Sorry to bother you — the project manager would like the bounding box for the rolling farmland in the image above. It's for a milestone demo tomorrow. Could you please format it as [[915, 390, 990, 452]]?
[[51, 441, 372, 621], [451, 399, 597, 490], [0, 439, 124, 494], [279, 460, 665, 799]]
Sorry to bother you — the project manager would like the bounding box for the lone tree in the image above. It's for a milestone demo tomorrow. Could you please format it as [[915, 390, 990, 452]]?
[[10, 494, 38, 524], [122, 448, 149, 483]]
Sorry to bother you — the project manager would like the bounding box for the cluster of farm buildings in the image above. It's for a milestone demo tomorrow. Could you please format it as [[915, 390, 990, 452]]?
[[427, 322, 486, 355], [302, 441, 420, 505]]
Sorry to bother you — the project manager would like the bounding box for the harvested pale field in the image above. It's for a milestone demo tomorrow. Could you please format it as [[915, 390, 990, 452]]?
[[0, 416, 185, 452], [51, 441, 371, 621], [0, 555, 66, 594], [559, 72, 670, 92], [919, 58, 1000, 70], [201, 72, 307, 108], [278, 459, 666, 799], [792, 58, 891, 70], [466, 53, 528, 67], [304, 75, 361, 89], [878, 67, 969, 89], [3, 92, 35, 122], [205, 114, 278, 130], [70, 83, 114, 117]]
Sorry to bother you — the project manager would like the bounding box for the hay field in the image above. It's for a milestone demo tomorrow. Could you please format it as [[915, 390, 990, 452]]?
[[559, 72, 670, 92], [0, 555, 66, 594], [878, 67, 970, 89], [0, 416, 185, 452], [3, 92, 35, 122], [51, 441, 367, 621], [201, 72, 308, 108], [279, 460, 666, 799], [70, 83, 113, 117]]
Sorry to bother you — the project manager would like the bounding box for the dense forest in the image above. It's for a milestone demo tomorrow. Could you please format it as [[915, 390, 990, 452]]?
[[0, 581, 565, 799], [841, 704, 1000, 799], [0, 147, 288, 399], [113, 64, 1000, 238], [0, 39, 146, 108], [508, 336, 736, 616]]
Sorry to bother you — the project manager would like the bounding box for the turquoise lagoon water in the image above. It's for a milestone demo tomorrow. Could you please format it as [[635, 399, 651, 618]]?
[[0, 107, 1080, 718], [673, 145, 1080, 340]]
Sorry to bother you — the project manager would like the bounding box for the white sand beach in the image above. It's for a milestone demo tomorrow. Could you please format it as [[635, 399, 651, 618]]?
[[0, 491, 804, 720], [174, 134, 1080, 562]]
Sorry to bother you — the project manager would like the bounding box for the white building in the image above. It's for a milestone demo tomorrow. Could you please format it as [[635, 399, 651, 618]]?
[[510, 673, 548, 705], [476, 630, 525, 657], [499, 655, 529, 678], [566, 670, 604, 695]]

------------------------

Extract all of the data above and output it character for character.

Sorry to bother you — the project manager would like the bounding box for the rolling farmland in the image above. It's for a milestone demo tomorrow. Could you please format it as [[915, 390, 990, 452]]?
[[51, 441, 372, 621], [451, 399, 597, 490], [0, 439, 124, 494], [279, 460, 665, 799]]
Sorry to bother you — the project manager would like the bounding box for the lone tree in the image above. It's for a milestone demo tomorrow. Could you please format it as [[915, 390, 990, 452]]?
[[10, 494, 38, 524], [122, 448, 149, 483]]
Sorry to bother you — the project manager would like the bounding box for the cluster of farm buildings in the image above. It's for a milestone demo tomorrow. Could you please format it as [[915, 390, 990, 452]]?
[[427, 322, 486, 355], [302, 441, 420, 505]]
Sorry to bother you — the project manager would like the bounding box for the harvested pale field in the image above. It's for a milestone demo tomorrow. Could you please format it as [[915, 390, 990, 452]]?
[[0, 416, 185, 452], [51, 441, 371, 621], [0, 555, 66, 594], [559, 72, 670, 92], [919, 58, 1000, 70], [201, 72, 307, 108], [278, 459, 666, 799], [792, 58, 891, 70], [466, 53, 528, 67], [304, 75, 361, 89], [878, 67, 969, 89], [3, 92, 35, 122], [205, 114, 278, 130], [70, 83, 114, 117]]
Sorry to bother you — the project manager would like the bounding box for the hay field in the image above. It's for a milestone demo tomorrow. Could you please format it as [[915, 390, 990, 452]]?
[[559, 72, 670, 92], [0, 555, 66, 594], [878, 67, 970, 89], [0, 416, 185, 452], [3, 92, 35, 122], [51, 441, 367, 621], [201, 72, 308, 108], [279, 460, 666, 799], [70, 83, 113, 117]]
Sorry to bother you — the project manager would like the bounding box for the dense forest in the image above. It's for a milestone demo tomorrow. Could you please format it as [[915, 390, 990, 452]]?
[[0, 581, 565, 799], [841, 704, 1000, 799], [0, 147, 288, 399], [113, 64, 1000, 238], [0, 39, 146, 108], [508, 336, 736, 616]]
Sorry to bother you — the project manager would like the bounding box for the turquoise lagoon water in the image above. It's for a milestone demo tomorrow. Could you please format it as [[635, 399, 651, 618]]?
[[0, 107, 1080, 718], [673, 145, 1080, 340]]
Sorry to bother you — the project manager would like the bounding box for the white sand beach in the image above. It's for a milestone demo tomorrow. Could you please format it as [[635, 399, 651, 618]]?
[[0, 491, 804, 720], [174, 134, 1080, 562]]
Sorry to bother you — the project manager would like the bounding box for the white building in the image above. It's for a milestone demo tomorrow. Could you please format it as [[635, 399, 651, 618]]?
[[510, 673, 548, 705], [476, 630, 525, 657], [499, 655, 529, 678], [566, 670, 604, 695]]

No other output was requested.